◆ Entries from a pointing dataset:

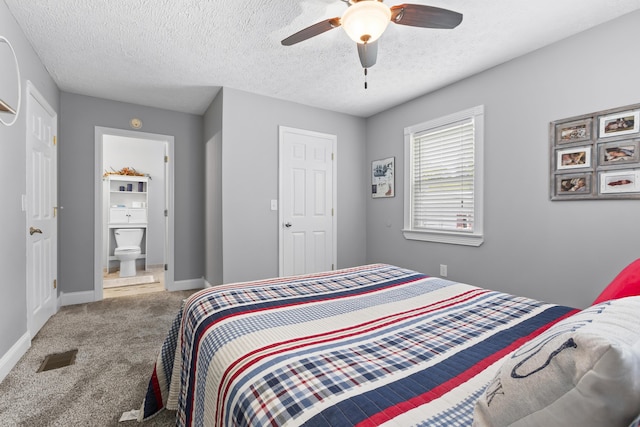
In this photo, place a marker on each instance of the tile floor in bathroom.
(145, 281)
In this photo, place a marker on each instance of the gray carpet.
(117, 340)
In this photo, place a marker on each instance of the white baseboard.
(187, 285)
(11, 357)
(83, 297)
(72, 298)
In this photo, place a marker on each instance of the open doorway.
(134, 205)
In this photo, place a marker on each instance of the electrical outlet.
(443, 270)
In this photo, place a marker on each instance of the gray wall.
(563, 252)
(213, 191)
(79, 115)
(13, 301)
(250, 180)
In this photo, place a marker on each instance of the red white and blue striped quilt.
(365, 346)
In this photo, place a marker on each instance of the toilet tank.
(128, 236)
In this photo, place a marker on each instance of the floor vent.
(58, 360)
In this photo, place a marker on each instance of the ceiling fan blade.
(312, 31)
(368, 53)
(417, 15)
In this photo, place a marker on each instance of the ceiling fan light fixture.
(366, 20)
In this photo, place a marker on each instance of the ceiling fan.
(365, 21)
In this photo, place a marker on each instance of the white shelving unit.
(127, 204)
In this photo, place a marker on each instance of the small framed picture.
(618, 124)
(573, 185)
(573, 158)
(619, 152)
(382, 178)
(575, 131)
(617, 182)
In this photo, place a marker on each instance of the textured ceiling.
(177, 54)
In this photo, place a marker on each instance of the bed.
(383, 345)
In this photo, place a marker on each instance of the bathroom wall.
(145, 156)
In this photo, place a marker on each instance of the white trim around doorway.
(98, 245)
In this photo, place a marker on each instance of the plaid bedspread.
(372, 345)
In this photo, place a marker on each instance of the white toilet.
(128, 249)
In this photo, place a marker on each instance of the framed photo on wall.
(596, 156)
(619, 124)
(574, 158)
(574, 185)
(617, 182)
(619, 152)
(575, 131)
(382, 178)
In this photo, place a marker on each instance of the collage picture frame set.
(596, 156)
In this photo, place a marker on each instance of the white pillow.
(584, 371)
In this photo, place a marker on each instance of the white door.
(307, 202)
(41, 201)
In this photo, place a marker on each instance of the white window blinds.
(443, 178)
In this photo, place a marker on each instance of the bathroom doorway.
(135, 176)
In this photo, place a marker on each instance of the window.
(443, 176)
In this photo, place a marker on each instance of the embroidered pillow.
(625, 284)
(584, 371)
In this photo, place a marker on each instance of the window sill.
(444, 237)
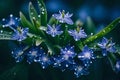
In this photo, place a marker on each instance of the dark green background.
(99, 70)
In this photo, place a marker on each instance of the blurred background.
(98, 12)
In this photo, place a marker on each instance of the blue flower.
(77, 35)
(20, 34)
(18, 54)
(80, 70)
(65, 59)
(107, 45)
(57, 61)
(44, 60)
(64, 18)
(12, 22)
(54, 30)
(117, 66)
(33, 54)
(86, 56)
(67, 52)
(63, 63)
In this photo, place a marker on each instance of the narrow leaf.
(26, 23)
(33, 14)
(43, 12)
(6, 36)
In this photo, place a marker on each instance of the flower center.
(87, 55)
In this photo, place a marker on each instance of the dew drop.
(11, 15)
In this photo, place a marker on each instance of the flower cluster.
(12, 22)
(68, 57)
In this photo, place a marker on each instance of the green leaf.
(6, 36)
(103, 32)
(38, 41)
(90, 25)
(26, 23)
(33, 14)
(43, 12)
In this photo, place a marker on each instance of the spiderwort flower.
(12, 22)
(77, 34)
(66, 57)
(18, 54)
(20, 34)
(117, 66)
(54, 30)
(68, 51)
(33, 54)
(86, 55)
(80, 70)
(44, 60)
(107, 45)
(57, 61)
(64, 18)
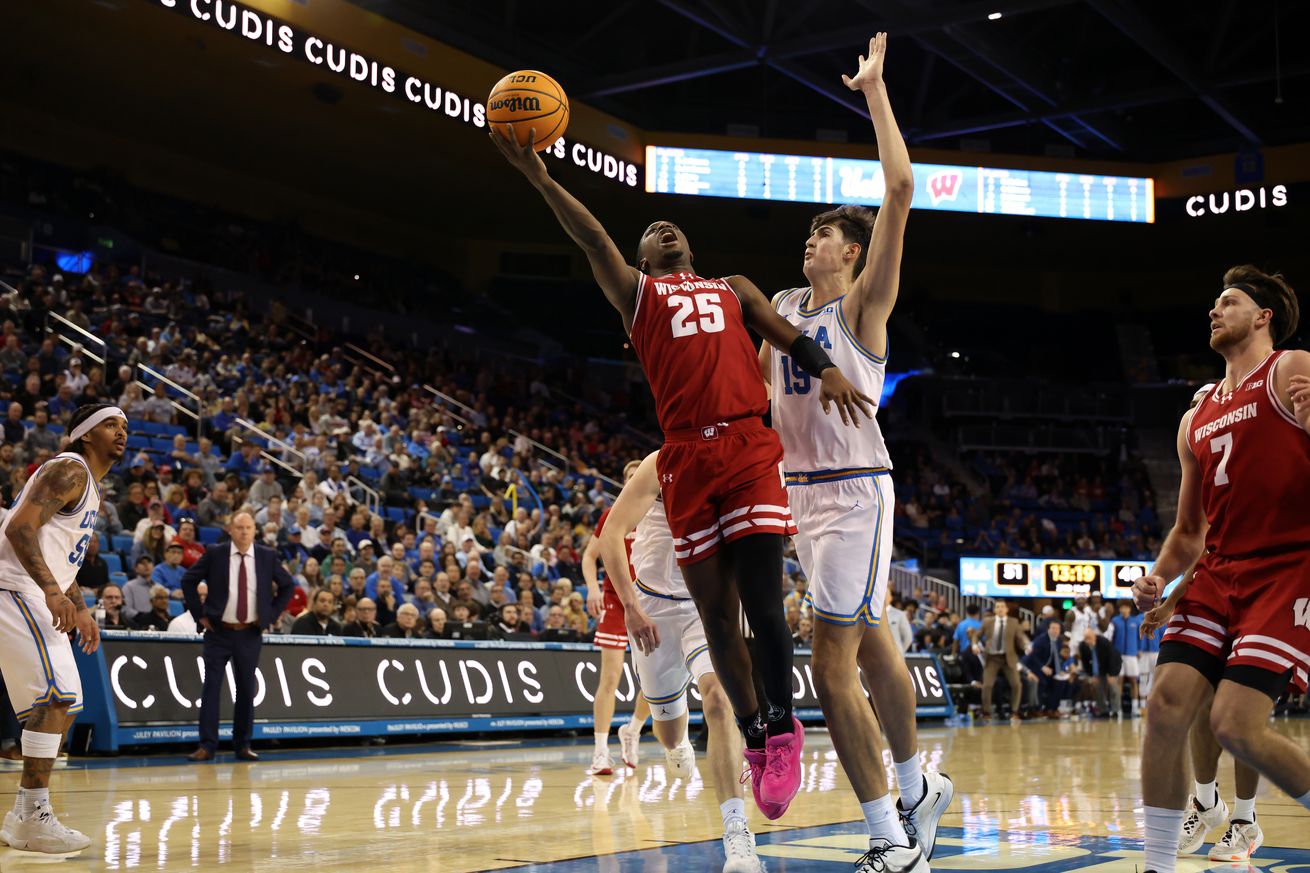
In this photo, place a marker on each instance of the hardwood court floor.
(1039, 797)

◆ Task objective:
The pictures should not appear in the copy; every other part of the records above must be returned exactly.

◆ Solution for this task:
In this photo, place a marker on each instance of the tile floor in bathroom.
(145, 281)
In this photo, place a marker on each instance of the gray carpet.
(117, 340)
In this photo, place a marker on each instance of the white baseboard.
(187, 285)
(11, 357)
(83, 297)
(72, 298)
In this photo, place a marker on each instance of the open doorway.
(134, 205)
In this photo, place a marker on each instance of the electrical outlet.
(443, 270)
In this photo, place a marker on each instance of the gray wall.
(563, 252)
(213, 191)
(79, 115)
(13, 301)
(250, 180)
In this photo, place a marker on each instance of the red white and blue striped quilt.
(365, 346)
In this photo, place a marker on each instance of the toilet tank.
(128, 236)
In this photo, place a marker on each instance of the floor vent.
(58, 360)
In this photo, place a marker on each instance of the ceiling fan blade.
(312, 31)
(368, 53)
(417, 15)
In this photo, place a marker on each instance of the ceiling fan light fixture.
(366, 20)
In this photo, place a marker on each instance of the ceiling fan.
(365, 21)
In this photo, place a marker on each instance of the white shelving unit.
(127, 204)
In this photo, place a marker on each instance of the small framed picture.
(618, 124)
(573, 185)
(573, 158)
(619, 152)
(382, 178)
(575, 131)
(617, 182)
In this photo, place a marker on each instance of the textured ceiling.
(177, 54)
In this photo, place a marker on each instance of the bed.
(383, 345)
In this photo, place a marker on each instance of the bathroom wall.
(145, 156)
In this photo, place a marker on each instance of the white trim around doorway.
(98, 245)
In this photo, place a marker on each instance of the plaid bedspread.
(372, 345)
In this photo, place a marker on each instance of the white toilet.
(128, 249)
In this photo, place a marker on each instance of the framed photo on wall.
(596, 156)
(619, 124)
(574, 158)
(574, 185)
(617, 182)
(619, 152)
(575, 131)
(382, 178)
In this photo, place a marker on each instance of the collage picture frame set.
(596, 156)
In this photo, place a marker on each instance of the white pillow.
(584, 371)
In this photo, place a marker on each instance of the white door.
(307, 202)
(41, 201)
In this photo, place a marker on each instance of the white window blinds.
(443, 178)
In this photo, place a marker on each instance of the bathroom doorway.
(135, 176)
In this photo, place a marker on each instance of the window.
(443, 176)
In this photo, place a marker on each instance of the embroidered pillow.
(625, 284)
(584, 371)
In this photo, place a marker on each instance of the window sill.
(444, 237)
In this photo, place a marker on each instance of the dark green background.
(99, 70)
In this photo, place a marker on each instance of the blurred background.
(98, 12)
In this photo, place a marker on each instance of the blue flower.
(77, 35)
(20, 34)
(18, 54)
(80, 70)
(65, 59)
(107, 45)
(57, 61)
(44, 60)
(64, 18)
(12, 22)
(54, 30)
(117, 66)
(33, 54)
(86, 56)
(67, 52)
(63, 63)
In this photo, place a marker on each instance of the narrow leaf.
(26, 23)
(33, 14)
(43, 12)
(6, 36)
In this photo, place a marker on each instance of the flower center.
(87, 55)
In this photo, place a marker on each instance of the dew drop.
(11, 15)
In this photo, place a marker on each instance of the flower cluster.
(12, 22)
(68, 57)
In this photo, place a marker on each instance of the green leaf.
(6, 36)
(103, 32)
(38, 41)
(90, 25)
(26, 23)
(33, 14)
(43, 12)
In this photo, place a marker on each instance of the spiderwort flower.
(12, 22)
(77, 34)
(66, 57)
(18, 54)
(20, 34)
(117, 66)
(54, 30)
(68, 51)
(33, 54)
(86, 55)
(80, 70)
(44, 60)
(107, 45)
(57, 61)
(64, 18)
In this photo, place a marker on each instance of the hardwood court floor.
(1039, 797)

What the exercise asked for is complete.